**The task:** All records shown below should be given again, character for character.

╭─ Records shown

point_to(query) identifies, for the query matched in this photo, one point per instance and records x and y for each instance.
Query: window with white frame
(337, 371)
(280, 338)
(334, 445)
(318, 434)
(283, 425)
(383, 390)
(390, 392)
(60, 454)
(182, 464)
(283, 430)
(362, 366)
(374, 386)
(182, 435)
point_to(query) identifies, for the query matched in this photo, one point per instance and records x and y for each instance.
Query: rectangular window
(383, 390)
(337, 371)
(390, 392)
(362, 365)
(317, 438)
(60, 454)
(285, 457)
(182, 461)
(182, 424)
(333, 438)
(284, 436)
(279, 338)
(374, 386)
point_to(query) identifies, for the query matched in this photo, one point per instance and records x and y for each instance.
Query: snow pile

╰─

**Result of the exercise:**
point_to(query) identifies, for the query matched in this photo, one point per instance and records x and y for each instance.
Query: window with white frame
(337, 371)
(280, 338)
(334, 445)
(318, 434)
(283, 425)
(383, 390)
(390, 392)
(60, 454)
(182, 464)
(283, 430)
(362, 366)
(374, 386)
(182, 435)
point_to(query) identifies, for the query matched in this photo, one point per instance and records x and y for each instance.
Query: rectangular window
(383, 390)
(337, 371)
(390, 392)
(362, 365)
(317, 438)
(60, 454)
(285, 457)
(182, 461)
(182, 424)
(333, 438)
(284, 436)
(279, 338)
(374, 386)
point_to(query) identifies, for the query matched in this photo, one point per instance and records x and y for each instance.
Query: snow pile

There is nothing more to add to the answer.